▸ **EXERCISE SET**:
a. List every distinct expression that the article on the Fed's interest-rate decision uses to refer to the Federal Reserve itself, excluding its committees and officials.
b. Write out the records verbatim, beginning at the line that contains "Target: golden stubble field" and continuing through the final line of the records.

▸ **PAGE EXTRACT**:
Call it the “Honey Badger Fed,” because it doesn’t care about your stock portfolio.

The latest meeting of the Federal Open Market Committee—the body at the federal reserve which makes decisions on setting interest rates—concluded on Wednesday. The U.S. Central bank decided to leave rates where they were, after raising them for the first time in nine years in December. And in its post-meeting statement, the central bank made no mention at all of the terrible start stock markets got off to this year, while making only a brief reference to what appears to be a sharp slowdown in growth in China that is helping to spook investors.

The Fed has good reason for it’s indifference, despite a widespread belief that it is very concerned about equity prices. There’s common belief that when stock markets rise rise, people tend to spend more because they feel wealthier, even if their income hasn’t gone up. In fact, this was one argument that former Fed Chair Ben Bernanke made himself in favor of his unconventional monetary stimulus policies launched in the wake of the financial crisis.

▸ **EXERCISE MATERIAL**:
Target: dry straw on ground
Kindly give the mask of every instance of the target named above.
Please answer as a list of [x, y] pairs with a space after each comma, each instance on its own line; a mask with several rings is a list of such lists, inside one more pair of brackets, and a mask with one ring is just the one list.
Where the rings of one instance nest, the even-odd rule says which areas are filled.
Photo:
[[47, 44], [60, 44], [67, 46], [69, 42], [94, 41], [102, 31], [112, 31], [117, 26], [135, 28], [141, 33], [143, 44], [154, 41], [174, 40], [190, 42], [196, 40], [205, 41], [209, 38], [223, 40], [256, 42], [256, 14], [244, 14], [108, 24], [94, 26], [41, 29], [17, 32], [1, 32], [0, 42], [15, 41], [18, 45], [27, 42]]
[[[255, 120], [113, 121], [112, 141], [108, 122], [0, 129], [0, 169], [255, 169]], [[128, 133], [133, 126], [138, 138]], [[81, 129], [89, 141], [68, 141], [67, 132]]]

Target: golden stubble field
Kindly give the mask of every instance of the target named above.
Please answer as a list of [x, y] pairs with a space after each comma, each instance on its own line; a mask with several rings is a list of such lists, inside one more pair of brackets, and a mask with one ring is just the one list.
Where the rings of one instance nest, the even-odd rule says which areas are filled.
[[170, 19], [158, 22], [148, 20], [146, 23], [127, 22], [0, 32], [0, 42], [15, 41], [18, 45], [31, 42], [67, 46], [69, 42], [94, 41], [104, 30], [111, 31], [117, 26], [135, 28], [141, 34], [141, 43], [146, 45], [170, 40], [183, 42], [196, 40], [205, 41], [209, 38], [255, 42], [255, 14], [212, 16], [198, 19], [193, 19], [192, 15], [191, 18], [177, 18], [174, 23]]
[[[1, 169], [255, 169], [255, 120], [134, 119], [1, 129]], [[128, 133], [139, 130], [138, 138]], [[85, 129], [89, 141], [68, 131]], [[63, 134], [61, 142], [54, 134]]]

▸ **WRITTEN RESPONSES**:
a.
- "Honey Badger Fed"
- "federal reserve"
- "U.S. Central bank"
- "the central bank"
- "The Fed"

b.
Target: golden stubble field
Kindly give the mask of every instance of the target named above.
Please answer as a list of [x, y] pairs with a space after each comma, each instance on its own line; a mask with several rings is a list of such lists, inside one more pair of brackets, and a mask with one ring is just the one list.
Where the rings of one instance nest, the even-odd rule says which areas are filled.
[[170, 19], [158, 22], [148, 20], [146, 23], [127, 22], [0, 32], [0, 42], [15, 41], [18, 45], [31, 42], [67, 46], [69, 42], [94, 41], [104, 30], [111, 31], [117, 26], [135, 28], [141, 34], [141, 43], [146, 45], [170, 40], [183, 42], [196, 40], [205, 41], [209, 38], [255, 42], [255, 14], [212, 16], [198, 19], [193, 19], [192, 15], [191, 18], [177, 18], [174, 23]]
[[[1, 169], [255, 169], [255, 120], [134, 119], [1, 129]], [[128, 133], [139, 130], [138, 138]], [[85, 129], [89, 141], [68, 131]], [[63, 134], [61, 142], [54, 134]]]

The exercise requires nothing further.